Input data:
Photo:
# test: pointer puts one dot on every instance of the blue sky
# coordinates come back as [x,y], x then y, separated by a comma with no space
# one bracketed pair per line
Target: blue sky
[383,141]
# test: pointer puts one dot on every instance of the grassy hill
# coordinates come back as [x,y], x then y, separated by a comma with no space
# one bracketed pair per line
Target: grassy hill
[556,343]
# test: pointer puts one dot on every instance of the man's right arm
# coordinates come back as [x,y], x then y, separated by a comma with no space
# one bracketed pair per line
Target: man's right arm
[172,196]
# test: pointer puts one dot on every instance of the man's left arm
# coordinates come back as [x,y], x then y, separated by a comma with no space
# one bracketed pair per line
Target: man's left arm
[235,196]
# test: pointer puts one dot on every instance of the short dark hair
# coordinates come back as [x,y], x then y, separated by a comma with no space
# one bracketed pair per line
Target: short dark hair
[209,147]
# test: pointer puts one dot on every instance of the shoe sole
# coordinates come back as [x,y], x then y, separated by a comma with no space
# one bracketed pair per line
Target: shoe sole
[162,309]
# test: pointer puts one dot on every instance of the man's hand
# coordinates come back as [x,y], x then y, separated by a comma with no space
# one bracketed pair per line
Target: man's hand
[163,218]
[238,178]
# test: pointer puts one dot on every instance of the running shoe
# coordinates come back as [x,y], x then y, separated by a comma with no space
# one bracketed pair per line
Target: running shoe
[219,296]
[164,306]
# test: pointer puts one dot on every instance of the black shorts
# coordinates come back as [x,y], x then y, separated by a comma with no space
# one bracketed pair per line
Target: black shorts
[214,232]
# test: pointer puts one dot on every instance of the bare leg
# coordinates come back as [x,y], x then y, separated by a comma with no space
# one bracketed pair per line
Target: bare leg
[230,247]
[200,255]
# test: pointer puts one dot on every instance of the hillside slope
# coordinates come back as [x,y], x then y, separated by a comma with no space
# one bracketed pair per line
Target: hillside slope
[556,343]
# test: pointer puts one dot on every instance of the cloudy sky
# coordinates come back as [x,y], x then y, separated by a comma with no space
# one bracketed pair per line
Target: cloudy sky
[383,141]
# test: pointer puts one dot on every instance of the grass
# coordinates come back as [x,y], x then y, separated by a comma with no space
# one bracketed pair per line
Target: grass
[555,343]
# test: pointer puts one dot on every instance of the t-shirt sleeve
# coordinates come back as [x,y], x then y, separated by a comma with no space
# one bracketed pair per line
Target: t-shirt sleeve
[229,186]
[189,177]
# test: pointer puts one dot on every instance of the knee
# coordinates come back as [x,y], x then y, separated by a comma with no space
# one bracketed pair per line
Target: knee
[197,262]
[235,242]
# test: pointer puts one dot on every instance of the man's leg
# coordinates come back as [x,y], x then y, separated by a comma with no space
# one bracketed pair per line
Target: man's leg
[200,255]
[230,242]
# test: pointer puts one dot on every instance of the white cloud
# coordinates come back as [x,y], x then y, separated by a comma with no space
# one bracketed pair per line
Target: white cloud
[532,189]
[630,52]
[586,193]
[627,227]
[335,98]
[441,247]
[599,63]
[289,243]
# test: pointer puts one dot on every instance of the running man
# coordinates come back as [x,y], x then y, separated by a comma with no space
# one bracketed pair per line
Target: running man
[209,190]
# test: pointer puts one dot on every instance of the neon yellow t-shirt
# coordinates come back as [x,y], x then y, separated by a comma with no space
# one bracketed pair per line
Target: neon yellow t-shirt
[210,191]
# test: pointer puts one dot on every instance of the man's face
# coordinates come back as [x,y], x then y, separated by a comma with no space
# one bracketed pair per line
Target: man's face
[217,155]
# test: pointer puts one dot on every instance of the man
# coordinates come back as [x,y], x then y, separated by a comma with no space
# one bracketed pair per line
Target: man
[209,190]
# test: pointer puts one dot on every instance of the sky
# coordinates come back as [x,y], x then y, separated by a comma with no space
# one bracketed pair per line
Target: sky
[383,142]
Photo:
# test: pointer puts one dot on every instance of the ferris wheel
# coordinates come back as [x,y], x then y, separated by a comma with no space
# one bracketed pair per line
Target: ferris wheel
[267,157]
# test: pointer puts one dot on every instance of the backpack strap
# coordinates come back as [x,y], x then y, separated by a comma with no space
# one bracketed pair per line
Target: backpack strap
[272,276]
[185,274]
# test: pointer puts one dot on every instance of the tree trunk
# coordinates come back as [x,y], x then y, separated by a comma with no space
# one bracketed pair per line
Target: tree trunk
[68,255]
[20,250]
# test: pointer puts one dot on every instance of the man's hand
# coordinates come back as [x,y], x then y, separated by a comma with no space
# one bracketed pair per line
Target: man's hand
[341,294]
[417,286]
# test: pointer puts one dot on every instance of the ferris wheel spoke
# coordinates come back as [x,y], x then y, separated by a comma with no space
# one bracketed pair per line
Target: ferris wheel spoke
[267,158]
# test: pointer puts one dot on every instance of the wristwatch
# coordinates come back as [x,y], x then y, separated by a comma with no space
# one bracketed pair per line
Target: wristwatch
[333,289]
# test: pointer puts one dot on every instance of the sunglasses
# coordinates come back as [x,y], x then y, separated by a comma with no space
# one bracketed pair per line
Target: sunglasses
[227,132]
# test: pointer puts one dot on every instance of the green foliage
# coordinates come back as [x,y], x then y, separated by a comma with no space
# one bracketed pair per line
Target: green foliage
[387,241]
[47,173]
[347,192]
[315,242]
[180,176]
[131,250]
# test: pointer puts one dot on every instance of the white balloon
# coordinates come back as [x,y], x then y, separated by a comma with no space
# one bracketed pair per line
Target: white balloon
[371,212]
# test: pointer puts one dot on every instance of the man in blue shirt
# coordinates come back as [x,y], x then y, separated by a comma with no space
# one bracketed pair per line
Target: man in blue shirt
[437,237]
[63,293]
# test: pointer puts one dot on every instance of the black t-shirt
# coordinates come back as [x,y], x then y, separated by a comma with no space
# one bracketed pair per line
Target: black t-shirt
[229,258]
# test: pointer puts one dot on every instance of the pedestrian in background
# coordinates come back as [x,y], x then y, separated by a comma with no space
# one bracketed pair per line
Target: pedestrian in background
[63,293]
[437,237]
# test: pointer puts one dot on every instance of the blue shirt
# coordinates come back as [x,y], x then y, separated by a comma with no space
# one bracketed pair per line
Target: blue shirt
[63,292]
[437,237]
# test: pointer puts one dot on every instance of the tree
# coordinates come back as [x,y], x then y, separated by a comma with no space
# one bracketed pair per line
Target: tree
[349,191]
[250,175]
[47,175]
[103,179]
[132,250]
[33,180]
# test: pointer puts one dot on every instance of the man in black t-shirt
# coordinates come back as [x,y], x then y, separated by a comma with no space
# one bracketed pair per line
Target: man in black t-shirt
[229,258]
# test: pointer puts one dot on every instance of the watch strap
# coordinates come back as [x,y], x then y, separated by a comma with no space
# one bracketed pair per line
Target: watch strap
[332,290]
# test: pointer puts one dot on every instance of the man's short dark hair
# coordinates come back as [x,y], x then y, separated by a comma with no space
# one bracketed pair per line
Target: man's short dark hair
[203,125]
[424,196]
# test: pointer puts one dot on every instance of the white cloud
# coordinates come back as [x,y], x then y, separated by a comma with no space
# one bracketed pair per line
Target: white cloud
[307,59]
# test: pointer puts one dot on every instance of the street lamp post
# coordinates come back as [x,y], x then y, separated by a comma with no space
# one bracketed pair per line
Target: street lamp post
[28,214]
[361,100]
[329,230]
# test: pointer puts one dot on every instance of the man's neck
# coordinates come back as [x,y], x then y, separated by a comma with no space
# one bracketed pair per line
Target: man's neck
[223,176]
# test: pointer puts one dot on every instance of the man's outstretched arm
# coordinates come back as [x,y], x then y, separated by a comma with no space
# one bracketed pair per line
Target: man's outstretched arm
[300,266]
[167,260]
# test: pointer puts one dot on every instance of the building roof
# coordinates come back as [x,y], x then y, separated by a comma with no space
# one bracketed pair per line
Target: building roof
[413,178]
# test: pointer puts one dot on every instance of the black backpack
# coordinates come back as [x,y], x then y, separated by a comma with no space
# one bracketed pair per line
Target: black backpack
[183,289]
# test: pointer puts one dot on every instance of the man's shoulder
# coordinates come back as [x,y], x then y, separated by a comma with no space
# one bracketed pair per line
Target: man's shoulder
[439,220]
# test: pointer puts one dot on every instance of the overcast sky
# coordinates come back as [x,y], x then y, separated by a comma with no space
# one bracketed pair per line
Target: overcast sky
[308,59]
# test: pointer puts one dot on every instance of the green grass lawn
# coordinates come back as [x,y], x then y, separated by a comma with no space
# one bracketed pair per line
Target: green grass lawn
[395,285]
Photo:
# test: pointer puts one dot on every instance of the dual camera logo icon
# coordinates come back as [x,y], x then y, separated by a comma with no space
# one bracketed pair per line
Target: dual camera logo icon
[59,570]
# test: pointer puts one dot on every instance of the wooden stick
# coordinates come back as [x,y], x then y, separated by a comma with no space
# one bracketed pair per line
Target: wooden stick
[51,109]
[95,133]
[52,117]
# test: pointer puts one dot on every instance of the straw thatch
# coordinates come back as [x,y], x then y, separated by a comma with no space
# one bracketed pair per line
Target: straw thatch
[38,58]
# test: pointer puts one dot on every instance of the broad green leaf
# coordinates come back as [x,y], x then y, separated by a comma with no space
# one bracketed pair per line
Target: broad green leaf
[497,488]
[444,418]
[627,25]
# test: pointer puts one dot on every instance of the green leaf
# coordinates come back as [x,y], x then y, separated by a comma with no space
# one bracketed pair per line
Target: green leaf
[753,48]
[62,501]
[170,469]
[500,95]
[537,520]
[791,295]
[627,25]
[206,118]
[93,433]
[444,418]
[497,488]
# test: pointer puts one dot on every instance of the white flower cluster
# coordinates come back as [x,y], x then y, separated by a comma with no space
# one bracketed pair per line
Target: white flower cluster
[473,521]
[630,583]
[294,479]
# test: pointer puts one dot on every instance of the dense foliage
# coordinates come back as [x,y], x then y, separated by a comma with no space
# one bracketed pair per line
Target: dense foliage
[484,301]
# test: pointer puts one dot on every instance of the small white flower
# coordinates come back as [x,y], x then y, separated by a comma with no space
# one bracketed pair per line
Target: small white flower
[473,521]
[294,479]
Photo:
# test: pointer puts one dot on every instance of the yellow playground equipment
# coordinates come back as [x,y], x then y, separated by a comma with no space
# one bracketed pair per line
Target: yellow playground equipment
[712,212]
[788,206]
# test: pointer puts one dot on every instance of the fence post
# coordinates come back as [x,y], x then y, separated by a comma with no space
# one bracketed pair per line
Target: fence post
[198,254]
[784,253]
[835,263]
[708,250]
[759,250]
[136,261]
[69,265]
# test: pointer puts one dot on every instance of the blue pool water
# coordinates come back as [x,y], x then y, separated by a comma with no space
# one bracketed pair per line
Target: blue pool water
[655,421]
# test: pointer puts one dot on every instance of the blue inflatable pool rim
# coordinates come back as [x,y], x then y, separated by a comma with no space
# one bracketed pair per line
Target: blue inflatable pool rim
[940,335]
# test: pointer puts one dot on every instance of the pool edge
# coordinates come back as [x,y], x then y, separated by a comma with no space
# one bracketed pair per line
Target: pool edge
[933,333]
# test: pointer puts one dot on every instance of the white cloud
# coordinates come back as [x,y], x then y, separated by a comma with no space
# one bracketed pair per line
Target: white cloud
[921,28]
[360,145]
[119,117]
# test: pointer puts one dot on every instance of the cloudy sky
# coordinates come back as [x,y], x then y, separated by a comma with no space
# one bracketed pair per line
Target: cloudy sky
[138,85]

Task to carry out:
Please give an exact copy of the lines above, beginning with the line containing "the building roof" and running through the line containing "the straw thatch", and of no other lines.

Task response:
# test: pointer puts one dot on every instance of the building roof
# coordinates come back as [x,y], x then y, separated by a comma with no space
# one bracketed pair per line
Target: building roof
[413,178]
# test: pointer puts one dot on every instance of the black backpack
# coordinates come back as [x,y], x then y, separated by a comma with no space
# one bracketed pair per line
Target: black backpack
[183,289]
# test: pointer puts one dot on every instance of the man's shoulder
# coordinates come back as [x,y], x then y, separated by a comma with no space
# one bracketed pair per line
Target: man's shoulder
[439,220]
# test: pointer puts one dot on every instance of the overcast sky
# coordinates come back as [x,y], x then y, separated by a comma with no space
# one bracketed pair per line
Target: overcast sky
[308,59]
# test: pointer puts one dot on every instance of the green grass lawn
# coordinates come back as [x,y], x then y, separated by a comma with no space
# one bracketed pair per line
Target: green grass lawn
[395,285]
Photo:
# test: pointer puts one dot on every instance of the dual camera logo icon
# coordinates come back as [x,y], x then y, separated by a comma with no space
# one bracketed pair per line
Target: dual camera logo icon
[59,570]
# test: pointer puts one dot on every instance of the wooden stick
# coordinates come back as [x,y], x then y, separated by a comma with no space
# one bracketed pair per line
Target: wooden stick
[51,109]
[95,133]
[52,117]
# test: pointer puts one dot on every instance of the straw thatch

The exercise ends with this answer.